WHAT IS REQUIRED ▸ Reproduce each entry exactly, so that everything except the pictures is carried over.
Segment Open
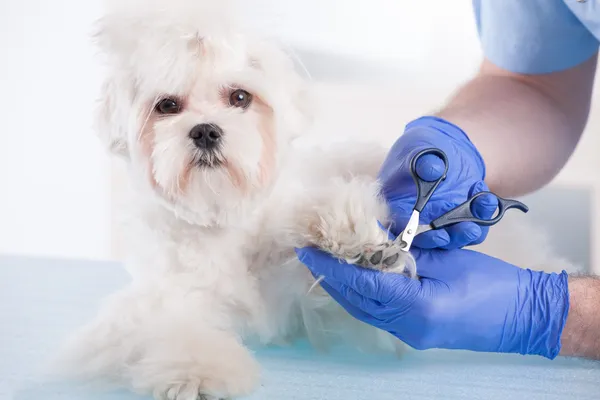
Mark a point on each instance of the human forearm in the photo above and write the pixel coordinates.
(525, 127)
(581, 334)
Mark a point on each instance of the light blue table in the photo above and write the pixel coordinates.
(42, 300)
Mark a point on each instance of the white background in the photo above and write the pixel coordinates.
(396, 59)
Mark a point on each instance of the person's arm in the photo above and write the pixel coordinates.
(581, 335)
(523, 122)
(467, 300)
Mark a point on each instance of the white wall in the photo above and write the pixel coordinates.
(53, 174)
(55, 181)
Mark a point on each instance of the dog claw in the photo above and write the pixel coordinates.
(376, 258)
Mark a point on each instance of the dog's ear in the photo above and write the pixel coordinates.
(113, 114)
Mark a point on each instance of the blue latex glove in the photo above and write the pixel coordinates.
(463, 300)
(466, 172)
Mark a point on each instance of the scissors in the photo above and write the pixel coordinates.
(461, 213)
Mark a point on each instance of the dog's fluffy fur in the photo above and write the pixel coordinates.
(212, 231)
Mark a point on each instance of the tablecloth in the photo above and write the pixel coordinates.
(42, 300)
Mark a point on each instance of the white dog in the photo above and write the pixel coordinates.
(205, 114)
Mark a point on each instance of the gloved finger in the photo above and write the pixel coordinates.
(462, 234)
(483, 207)
(430, 167)
(437, 238)
(320, 263)
(351, 302)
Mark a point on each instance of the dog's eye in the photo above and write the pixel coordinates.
(240, 98)
(168, 106)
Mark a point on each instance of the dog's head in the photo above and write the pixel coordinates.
(202, 110)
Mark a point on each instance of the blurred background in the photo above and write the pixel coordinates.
(387, 61)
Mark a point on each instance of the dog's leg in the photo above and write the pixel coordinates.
(162, 344)
(343, 218)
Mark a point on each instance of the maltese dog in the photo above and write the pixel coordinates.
(205, 115)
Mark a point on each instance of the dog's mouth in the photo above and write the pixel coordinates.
(208, 159)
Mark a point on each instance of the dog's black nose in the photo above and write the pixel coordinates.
(206, 136)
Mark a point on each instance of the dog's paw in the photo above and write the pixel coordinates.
(209, 365)
(387, 257)
(184, 391)
(347, 225)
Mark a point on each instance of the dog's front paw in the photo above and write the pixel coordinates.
(387, 257)
(346, 224)
(214, 368)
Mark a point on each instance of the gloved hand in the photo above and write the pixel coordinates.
(466, 172)
(463, 300)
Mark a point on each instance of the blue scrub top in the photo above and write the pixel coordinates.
(538, 36)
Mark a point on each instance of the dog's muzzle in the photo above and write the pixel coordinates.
(207, 138)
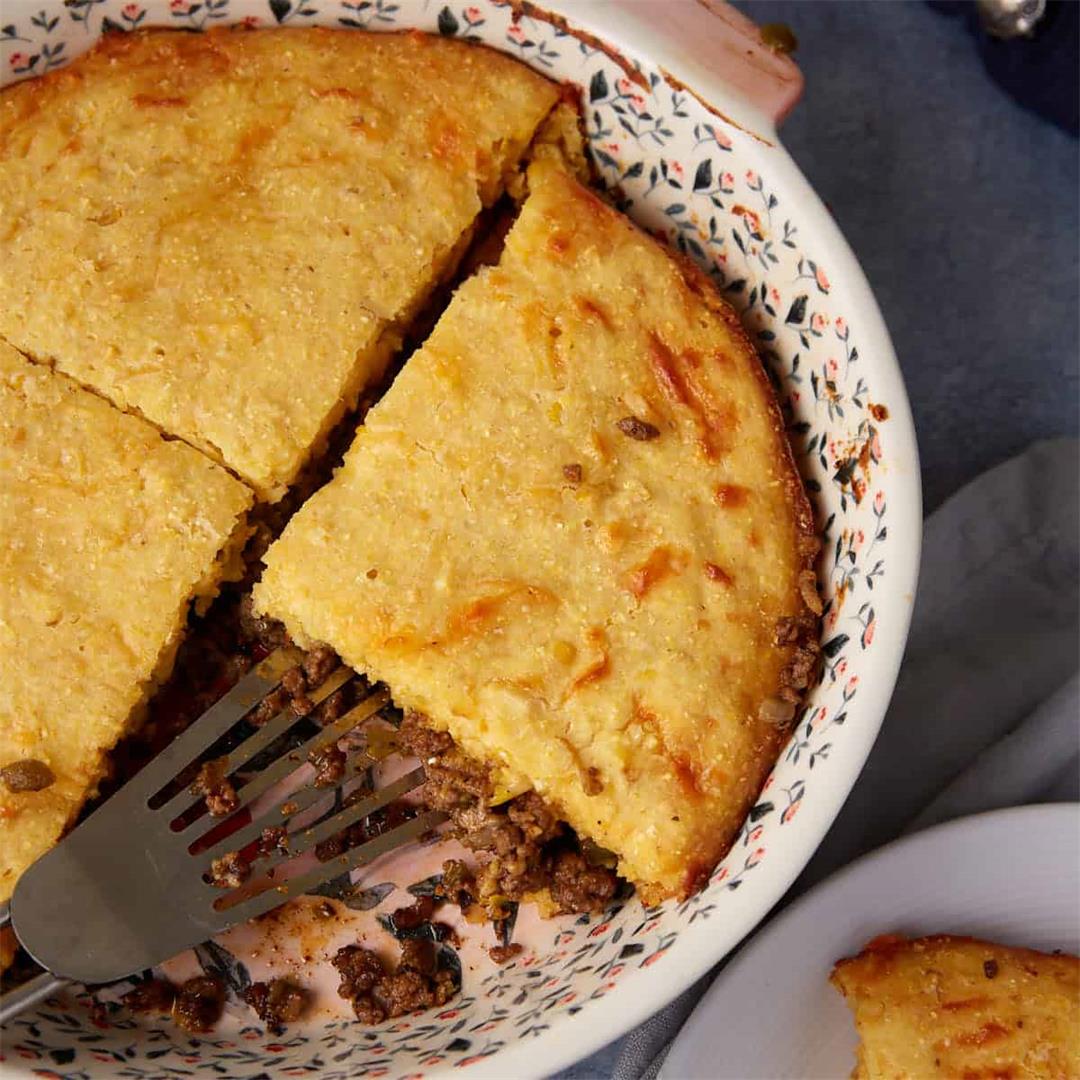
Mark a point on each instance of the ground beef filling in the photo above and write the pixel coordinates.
(277, 1003)
(377, 994)
(522, 847)
(199, 1003)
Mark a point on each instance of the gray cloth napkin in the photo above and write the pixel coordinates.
(986, 711)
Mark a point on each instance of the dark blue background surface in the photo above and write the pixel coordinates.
(961, 205)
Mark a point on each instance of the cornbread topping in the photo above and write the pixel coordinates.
(235, 228)
(956, 1007)
(630, 645)
(107, 534)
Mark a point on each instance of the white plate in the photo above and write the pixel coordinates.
(1011, 876)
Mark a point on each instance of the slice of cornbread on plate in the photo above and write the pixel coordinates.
(108, 532)
(956, 1007)
(572, 536)
(228, 231)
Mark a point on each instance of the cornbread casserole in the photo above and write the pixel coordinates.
Segment Closed
TASK ANSWER ▸
Mark a point on each instance of the human forearm in the photo above and write the pixel coordinates.
(525, 127)
(581, 334)
Mark a point on each instance of the light blue table in the photo above and write the pixel coordinates.
(42, 300)
Mark a point on each instance of the white background in the photo above and write the pixel coordinates.
(396, 59)
Mark a point on each instance of the person's arm in the photo above and write the pixel coordinates.
(581, 335)
(523, 122)
(467, 300)
Mark a point on each instance of the white wall in the photo above and write the pixel coordinates.
(53, 174)
(55, 181)
Mark a point on each instance of the dog claw in the photo above and write the pixel coordinates.
(376, 258)
Mark a point on each instance of the dog's ear in the photo above and write the pixel coordinates.
(113, 114)
Mark a point on each instance of the blue latex glove in the photo above and write the pixel coordinates.
(463, 300)
(466, 172)
Mark a point on each instance of the scissors in the photo above and write the pixel coordinates.
(461, 213)
Mark a point on each instance of the dog's fluffy fur in the photo above and write the pixel coordinates.
(212, 231)
Mark a point on each instance of the tablecloth in the photo above and write the pixel coordinates.
(42, 300)
Mark a point on each instance of the white dog in the photo above and write the pixel coordinates.
(205, 114)
Mark a point on each instance of the gloved finger in the photo above and write the pixel coordinates.
(462, 234)
(483, 207)
(430, 167)
(437, 238)
(320, 263)
(351, 302)
Mark a point on each instance of the dog's eye in the photo above and write the pixel coordinates.
(240, 98)
(168, 106)
Mark a point on each instance of the dog's head in the photo above and write the pixel coordinates.
(202, 110)
Mark a point on each instance of the blurred background in the photo above and write the pixel coordinates.
(387, 61)
Mark a point on each instance of the dog's leg in the photo above and write the pixel coordinates.
(162, 344)
(343, 218)
Mark a point on each instance of the maltese dog in the photo above and write the pixel coordinates.
(205, 115)
Mark a point on each instance of the dog's mouth in the photo above and write the pixel coordinates.
(208, 159)
Mark a point on each instance of the dog's black nose in the photo above and write the pixel coordinates.
(206, 136)
Mark a point on each instance of the dog's paw in the photo above and write the pixel coordinates.
(209, 365)
(387, 257)
(184, 391)
(347, 225)
Mark a point on each instance of the dog's front paw in the photo above and write the pixel coordinates.
(387, 257)
(346, 224)
(214, 368)
Mark a point on each instance of the gloved hand in the photo above and write the pixel coordinates.
(466, 172)
(463, 300)
Mark a point on each instance of the blue scrub top in the photo above and write the pixel coordinates.
(538, 36)
Mark a point on each instance of the dog's muzzle in the photo above and write the pixel coordinates.
(207, 138)
Mark a point on each instance of the ground beef filling in the photo above and write the pixel coordinates.
(277, 1003)
(377, 994)
(522, 847)
(199, 1003)
Mark a point on each instance of the gray cloth napkin in the photo above and write the pixel coordinates.
(986, 711)
Mark a point on each instance of the dark blue background surface in the photo above and write the pixel coordinates.
(961, 205)
Mark a point on each instance of the cornbread topping in the photo above and write the pixel coordinates.
(235, 228)
(956, 1007)
(630, 645)
(107, 534)
Mark a point on each instance of the white plate in the photo above and write the pixel coordinates.
(1011, 876)
Mark a point on each instance of the slice of cornbread on plate in the photo above and write the pixel coordinates.
(108, 532)
(956, 1007)
(572, 536)
(228, 231)
Mark a point on each instance of the cornbread casserole in the photo above and write the pixel coordinates.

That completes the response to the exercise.